## Work instructions
Print the passage of the Huntington's disease symptoms text below word for word, starting at "These cognitive impairments" and ending at "in the striatum.".

## Page excerpt

Symptoms
This section focuses on the different symptoms associated with Huntington's disease.
Movement
One of the main movement impairments associated with HD is hyperkinesia, referring to excessive movement and muscular activity. Dyskinesia also occurs, which is involuntary movement. These types of movement disorders are known as chorea.
The following movement disorders also occur:
-loss of coordination and balance
-jaw clenching and slurred speech
-swallowing and eating disorders
-dystonia; uncontrolled muscle contractions
-walking difficulties, stumbling and falling
These changes in movement occur due to the neurodegeneration of the caudate nucleus, putamen and globus pallidus, which leads to a loss of inhibition to the thalamus, and therefore uncontrollable movement.
Cognition
Some cognitive symptoms have a gradual onset, whereas others occur in an acute fashion.
Early stages of the disease affect concentration, attention, visuospatial abilities, emotion recognition- particularly facial expressions and voices relating to disgust, and
memory. Tests that demonstrate psychomotor functioning, reading and the naming of colours, and executive functions and planning show a strong decline over time.
These symptoms become more severe as the disease progresses, and problems in planning, problem solving, cognitive flexibility and also concentration become more apparent. Visuospatial skills also grow steadily worse throughout the progression of the disease; as do memory problems, which can result in impairments in long- and short-term memory, for either declarative or procedural memory tasks. A retrieval-based memory deficit has been shown to be due to frontostriatal dysfunctions.
Photograph of the human brain. Image courtesy of commons.wikimedia.org/wiki/File:Brain_090407.jpg under the Creative Commons Attribution 3.0 Unported licence.
These cognitive impairments gradually turn into dementia, key elements of which involve a decrease in motivation, slower processing and depression. This can eventually lead to difficulty in decision-making and a failure to recognise objects.
These changes are associated with changes in the caudate nucleus, globus pallidus and putamen, as well as changes in the grey and white matter of the cortex. Some studies have shown a decreased volume of the brainstem, hippocampus and entorhinal cortex, and of the overall brain. A decrease in memory function, executive functions and verbal associative learning has been correlated with a decrease in glucose utilisation in the striatum.

## Material shown
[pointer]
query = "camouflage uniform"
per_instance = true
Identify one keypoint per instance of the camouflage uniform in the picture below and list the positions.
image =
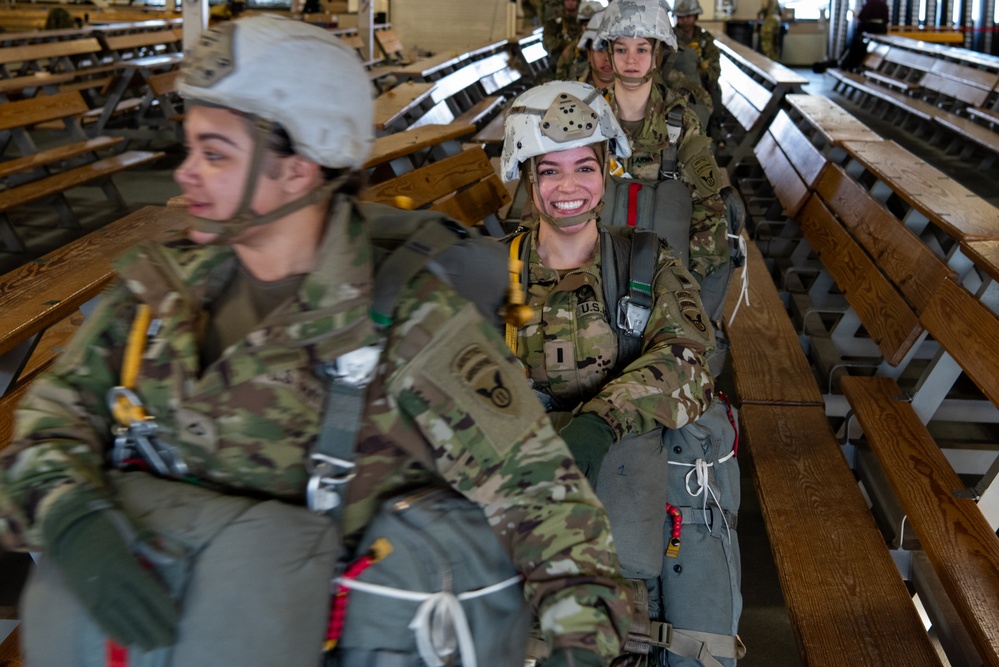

## Answer space
These cognitive impairments gradually turn into dementia, key elements of which involve a decrease in motivation, slower processing and depression. This can eventually lead to difficulty in decision-making and a failure to recognise objects.
These changes are associated with changes in the caudate nucleus, globus pallidus and putamen, as well as changes in the grey and white matter of the cortex. Some studies have shown a decreased volume of the brainstem, hippocampus and entorhinal cortex, and of the overall brain. A decrease in memory function, executive functions and verbal associative learning has been correlated with a decrease in glucose utilisation in the striatum.